## Problem statement
All lines below containing "hillside" are to be listed.

## Entries supplied
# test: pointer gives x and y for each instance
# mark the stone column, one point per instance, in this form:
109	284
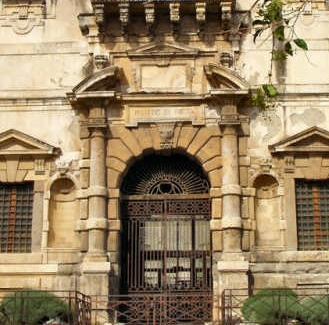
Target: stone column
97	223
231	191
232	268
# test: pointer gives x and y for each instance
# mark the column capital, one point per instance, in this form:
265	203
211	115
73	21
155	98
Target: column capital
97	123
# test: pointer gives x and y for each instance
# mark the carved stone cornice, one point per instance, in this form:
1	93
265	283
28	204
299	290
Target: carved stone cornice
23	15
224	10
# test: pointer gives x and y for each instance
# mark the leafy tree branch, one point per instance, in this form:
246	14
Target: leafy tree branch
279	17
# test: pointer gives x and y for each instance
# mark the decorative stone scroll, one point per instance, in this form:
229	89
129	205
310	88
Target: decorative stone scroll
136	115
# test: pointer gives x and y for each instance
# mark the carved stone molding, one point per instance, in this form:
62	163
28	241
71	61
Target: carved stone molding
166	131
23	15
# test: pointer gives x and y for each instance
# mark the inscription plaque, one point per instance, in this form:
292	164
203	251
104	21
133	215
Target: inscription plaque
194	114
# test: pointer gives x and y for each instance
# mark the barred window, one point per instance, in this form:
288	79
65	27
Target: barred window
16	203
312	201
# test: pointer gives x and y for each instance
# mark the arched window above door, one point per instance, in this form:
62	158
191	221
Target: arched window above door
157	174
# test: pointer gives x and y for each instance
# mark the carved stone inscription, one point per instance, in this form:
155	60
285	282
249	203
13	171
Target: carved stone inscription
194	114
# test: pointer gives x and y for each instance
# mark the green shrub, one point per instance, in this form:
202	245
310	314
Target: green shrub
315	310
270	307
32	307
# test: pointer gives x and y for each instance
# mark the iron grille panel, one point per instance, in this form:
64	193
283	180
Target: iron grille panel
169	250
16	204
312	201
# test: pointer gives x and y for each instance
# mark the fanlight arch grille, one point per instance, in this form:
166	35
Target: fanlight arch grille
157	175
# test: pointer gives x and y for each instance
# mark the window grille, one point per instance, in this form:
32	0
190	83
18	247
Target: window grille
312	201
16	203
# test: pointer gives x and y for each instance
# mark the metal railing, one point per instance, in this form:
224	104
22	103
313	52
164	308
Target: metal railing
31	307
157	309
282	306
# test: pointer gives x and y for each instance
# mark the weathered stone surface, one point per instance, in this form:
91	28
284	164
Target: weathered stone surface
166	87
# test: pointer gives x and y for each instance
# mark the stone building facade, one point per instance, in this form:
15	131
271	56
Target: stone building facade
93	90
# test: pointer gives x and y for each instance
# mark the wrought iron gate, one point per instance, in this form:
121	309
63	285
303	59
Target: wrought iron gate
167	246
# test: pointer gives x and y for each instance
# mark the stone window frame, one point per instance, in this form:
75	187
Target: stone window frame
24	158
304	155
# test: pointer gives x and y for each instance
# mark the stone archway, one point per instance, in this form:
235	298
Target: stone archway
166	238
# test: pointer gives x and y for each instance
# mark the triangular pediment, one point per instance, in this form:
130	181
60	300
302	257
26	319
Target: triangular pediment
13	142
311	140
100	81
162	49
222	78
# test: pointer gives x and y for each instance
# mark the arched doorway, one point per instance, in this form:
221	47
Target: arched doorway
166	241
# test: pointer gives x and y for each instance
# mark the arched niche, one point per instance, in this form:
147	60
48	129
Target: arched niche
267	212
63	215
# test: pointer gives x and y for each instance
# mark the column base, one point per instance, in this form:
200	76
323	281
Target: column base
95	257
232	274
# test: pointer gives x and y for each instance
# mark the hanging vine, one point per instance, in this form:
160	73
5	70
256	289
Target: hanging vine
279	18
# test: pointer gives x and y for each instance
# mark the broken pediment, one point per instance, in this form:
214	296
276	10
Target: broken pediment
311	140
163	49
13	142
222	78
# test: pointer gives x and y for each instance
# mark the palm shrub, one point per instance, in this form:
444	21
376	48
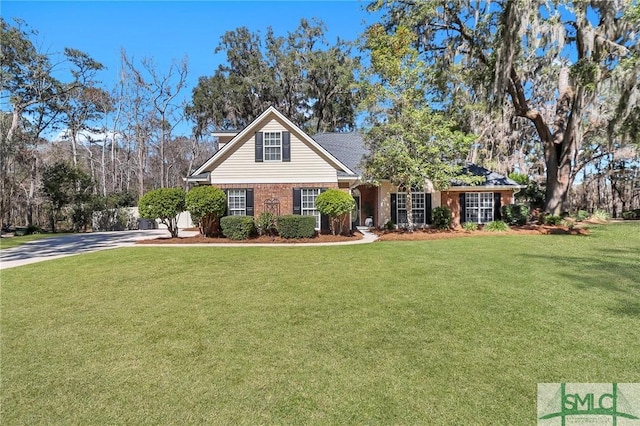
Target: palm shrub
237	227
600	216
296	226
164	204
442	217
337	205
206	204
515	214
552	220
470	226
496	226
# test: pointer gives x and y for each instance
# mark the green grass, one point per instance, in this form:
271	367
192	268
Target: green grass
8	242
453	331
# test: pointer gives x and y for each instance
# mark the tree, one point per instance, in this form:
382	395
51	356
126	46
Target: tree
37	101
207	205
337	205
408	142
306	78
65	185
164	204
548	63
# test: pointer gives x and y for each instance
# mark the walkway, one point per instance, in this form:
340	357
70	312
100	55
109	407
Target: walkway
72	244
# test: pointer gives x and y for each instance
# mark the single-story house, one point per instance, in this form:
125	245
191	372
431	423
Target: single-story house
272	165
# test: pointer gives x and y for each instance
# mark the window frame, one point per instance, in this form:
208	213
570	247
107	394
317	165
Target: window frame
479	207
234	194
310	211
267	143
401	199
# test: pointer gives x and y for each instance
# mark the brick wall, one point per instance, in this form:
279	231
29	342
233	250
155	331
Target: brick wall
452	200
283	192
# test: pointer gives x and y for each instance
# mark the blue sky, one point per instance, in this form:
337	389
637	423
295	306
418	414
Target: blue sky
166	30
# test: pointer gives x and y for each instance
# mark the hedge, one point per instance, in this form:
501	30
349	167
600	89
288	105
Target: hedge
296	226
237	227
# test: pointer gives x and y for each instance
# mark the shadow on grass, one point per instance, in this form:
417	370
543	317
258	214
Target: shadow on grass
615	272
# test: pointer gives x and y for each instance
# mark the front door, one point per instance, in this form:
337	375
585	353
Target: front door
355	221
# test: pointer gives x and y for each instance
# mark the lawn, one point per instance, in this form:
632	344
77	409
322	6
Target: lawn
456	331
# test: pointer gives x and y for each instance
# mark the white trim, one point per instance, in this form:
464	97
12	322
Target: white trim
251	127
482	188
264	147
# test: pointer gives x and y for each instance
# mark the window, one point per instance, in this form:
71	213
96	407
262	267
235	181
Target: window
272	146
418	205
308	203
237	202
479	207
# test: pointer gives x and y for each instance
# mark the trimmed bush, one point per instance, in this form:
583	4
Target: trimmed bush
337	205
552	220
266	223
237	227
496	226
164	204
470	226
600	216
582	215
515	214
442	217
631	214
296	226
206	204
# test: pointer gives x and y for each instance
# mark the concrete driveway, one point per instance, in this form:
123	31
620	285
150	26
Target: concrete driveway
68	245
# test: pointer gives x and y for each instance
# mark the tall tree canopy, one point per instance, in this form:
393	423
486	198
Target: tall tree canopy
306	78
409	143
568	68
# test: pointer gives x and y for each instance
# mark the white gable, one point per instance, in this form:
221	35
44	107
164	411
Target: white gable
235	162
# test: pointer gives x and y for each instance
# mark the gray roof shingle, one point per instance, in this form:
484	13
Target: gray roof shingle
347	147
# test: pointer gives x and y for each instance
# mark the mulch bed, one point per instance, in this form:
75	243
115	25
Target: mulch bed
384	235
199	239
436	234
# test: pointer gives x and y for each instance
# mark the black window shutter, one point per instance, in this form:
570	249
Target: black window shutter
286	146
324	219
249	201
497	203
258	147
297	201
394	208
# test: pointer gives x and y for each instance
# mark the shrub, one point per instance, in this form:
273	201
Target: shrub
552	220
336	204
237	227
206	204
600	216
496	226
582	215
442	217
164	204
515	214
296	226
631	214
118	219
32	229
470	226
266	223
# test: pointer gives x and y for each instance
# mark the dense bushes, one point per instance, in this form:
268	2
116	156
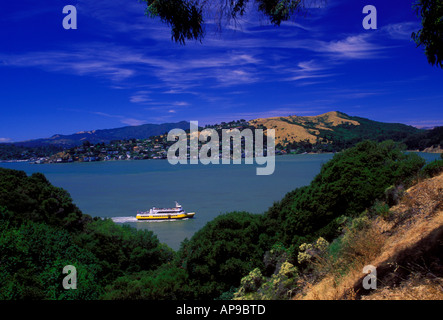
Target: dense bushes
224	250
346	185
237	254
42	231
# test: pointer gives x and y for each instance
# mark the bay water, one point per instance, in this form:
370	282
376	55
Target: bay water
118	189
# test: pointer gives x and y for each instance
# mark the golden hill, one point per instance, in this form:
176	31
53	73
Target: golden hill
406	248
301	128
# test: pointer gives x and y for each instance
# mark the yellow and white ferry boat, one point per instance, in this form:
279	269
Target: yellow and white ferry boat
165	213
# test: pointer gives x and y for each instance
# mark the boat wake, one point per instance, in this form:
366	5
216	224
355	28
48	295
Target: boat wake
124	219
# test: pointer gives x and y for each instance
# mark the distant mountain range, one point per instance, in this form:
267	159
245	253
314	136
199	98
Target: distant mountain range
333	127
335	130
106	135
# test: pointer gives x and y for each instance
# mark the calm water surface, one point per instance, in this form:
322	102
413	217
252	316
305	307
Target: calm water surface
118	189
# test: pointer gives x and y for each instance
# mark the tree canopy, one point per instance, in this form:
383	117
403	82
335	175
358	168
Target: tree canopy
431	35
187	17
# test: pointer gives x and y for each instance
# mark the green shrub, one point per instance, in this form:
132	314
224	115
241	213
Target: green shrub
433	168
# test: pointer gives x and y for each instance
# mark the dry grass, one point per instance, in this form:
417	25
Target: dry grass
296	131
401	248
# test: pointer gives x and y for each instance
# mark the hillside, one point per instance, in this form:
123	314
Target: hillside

## Response to this task
# mark the hillside, one point per instance, in this form:
Target: hillside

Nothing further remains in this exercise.